[Dataset excerpt]

--- Start ---

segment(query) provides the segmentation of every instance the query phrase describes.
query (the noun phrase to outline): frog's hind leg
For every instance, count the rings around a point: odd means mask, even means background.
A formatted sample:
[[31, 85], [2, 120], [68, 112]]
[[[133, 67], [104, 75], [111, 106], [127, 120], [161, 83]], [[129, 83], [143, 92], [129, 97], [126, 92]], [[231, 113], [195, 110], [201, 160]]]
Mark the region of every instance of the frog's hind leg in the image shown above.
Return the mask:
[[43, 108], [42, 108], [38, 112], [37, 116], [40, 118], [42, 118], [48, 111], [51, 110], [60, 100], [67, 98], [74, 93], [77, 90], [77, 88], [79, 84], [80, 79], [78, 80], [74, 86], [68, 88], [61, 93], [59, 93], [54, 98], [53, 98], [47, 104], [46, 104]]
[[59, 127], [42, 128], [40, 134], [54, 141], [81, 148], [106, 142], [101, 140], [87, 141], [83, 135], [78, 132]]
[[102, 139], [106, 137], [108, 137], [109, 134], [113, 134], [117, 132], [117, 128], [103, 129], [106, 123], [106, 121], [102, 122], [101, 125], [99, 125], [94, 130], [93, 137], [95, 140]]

--- End ---

• Task instructions
Return every line of the dataset excerpt above unchanged, character for character.

• Solution to this task
segment(query) provides the segmentation of every instance the query phrase describes.
query (the noun phrase to outline): frog's hind leg
For every instance, count the rings around a point: odd means mask, even means background.
A formatted sample:
[[31, 85], [2, 120], [68, 112]]
[[[133, 67], [104, 75], [111, 106], [127, 120], [161, 83]], [[129, 83], [143, 92], [129, 97], [126, 92]], [[231, 113], [195, 110], [201, 160]]]
Mark the region of every instance of the frog's hind leg in the image shown above.
Return the mask:
[[43, 108], [42, 108], [38, 112], [37, 116], [40, 118], [42, 118], [48, 111], [51, 110], [60, 100], [67, 98], [74, 93], [77, 90], [77, 88], [79, 84], [80, 79], [78, 80], [74, 86], [68, 88], [61, 93], [59, 93], [54, 98], [53, 98], [47, 104], [46, 104]]
[[59, 127], [42, 128], [40, 134], [54, 141], [81, 148], [106, 142], [101, 140], [87, 141], [83, 135], [78, 132]]
[[102, 139], [106, 137], [108, 137], [109, 134], [113, 134], [117, 132], [117, 128], [103, 129], [106, 123], [106, 121], [102, 122], [101, 125], [99, 125], [94, 130], [93, 137], [95, 140]]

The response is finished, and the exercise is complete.